The answer must consist of each line below that contains the word "instance", copied in full.

Top of Records provided

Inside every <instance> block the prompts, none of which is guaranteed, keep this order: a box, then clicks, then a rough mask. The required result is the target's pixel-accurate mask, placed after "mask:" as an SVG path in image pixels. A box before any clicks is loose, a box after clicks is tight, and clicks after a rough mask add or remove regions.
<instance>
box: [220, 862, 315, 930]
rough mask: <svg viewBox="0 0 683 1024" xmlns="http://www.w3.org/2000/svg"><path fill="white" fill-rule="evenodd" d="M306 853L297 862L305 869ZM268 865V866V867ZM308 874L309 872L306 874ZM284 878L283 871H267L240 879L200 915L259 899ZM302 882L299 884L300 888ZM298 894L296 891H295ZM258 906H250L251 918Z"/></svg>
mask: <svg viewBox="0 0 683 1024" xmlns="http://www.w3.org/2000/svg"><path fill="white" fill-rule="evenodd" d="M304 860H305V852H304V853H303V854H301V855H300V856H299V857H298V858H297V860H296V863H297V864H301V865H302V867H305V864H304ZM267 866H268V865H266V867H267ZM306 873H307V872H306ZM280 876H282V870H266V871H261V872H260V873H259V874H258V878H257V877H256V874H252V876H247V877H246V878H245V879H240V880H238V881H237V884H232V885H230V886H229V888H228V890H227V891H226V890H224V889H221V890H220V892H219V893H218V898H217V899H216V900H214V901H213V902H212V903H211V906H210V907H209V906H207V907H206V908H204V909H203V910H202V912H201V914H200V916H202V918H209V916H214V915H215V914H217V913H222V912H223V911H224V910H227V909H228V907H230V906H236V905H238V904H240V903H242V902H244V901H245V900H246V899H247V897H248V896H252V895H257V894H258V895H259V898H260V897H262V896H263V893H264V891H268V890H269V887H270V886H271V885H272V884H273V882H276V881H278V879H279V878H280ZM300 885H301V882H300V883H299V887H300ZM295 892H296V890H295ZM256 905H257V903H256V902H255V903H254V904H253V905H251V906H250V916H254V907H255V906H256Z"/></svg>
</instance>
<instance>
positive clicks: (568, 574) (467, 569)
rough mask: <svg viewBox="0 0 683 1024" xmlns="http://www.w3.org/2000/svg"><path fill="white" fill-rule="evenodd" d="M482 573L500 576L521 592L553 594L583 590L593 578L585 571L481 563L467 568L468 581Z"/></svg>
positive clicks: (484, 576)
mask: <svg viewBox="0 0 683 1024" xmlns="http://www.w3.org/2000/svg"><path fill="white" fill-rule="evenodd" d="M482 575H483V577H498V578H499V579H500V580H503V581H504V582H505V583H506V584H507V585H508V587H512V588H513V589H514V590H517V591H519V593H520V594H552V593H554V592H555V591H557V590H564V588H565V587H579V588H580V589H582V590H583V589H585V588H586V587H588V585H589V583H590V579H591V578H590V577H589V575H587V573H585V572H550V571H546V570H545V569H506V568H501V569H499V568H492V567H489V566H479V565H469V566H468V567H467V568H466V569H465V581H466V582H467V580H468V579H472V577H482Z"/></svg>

Bottom of Records provided

Task solution:
Inside every <instance> block the prompts, none of which is guaranteed, keep this order: a box, then clicks, then a rough mask. The required result is the target's pixel-accurate mask, placed after "mask:" as an SVG path in image pixels. A box before any clicks is loose, a box after clicks is tight, and clicks after a rough mask add or remove regions.
<instance>
</instance>
<instance>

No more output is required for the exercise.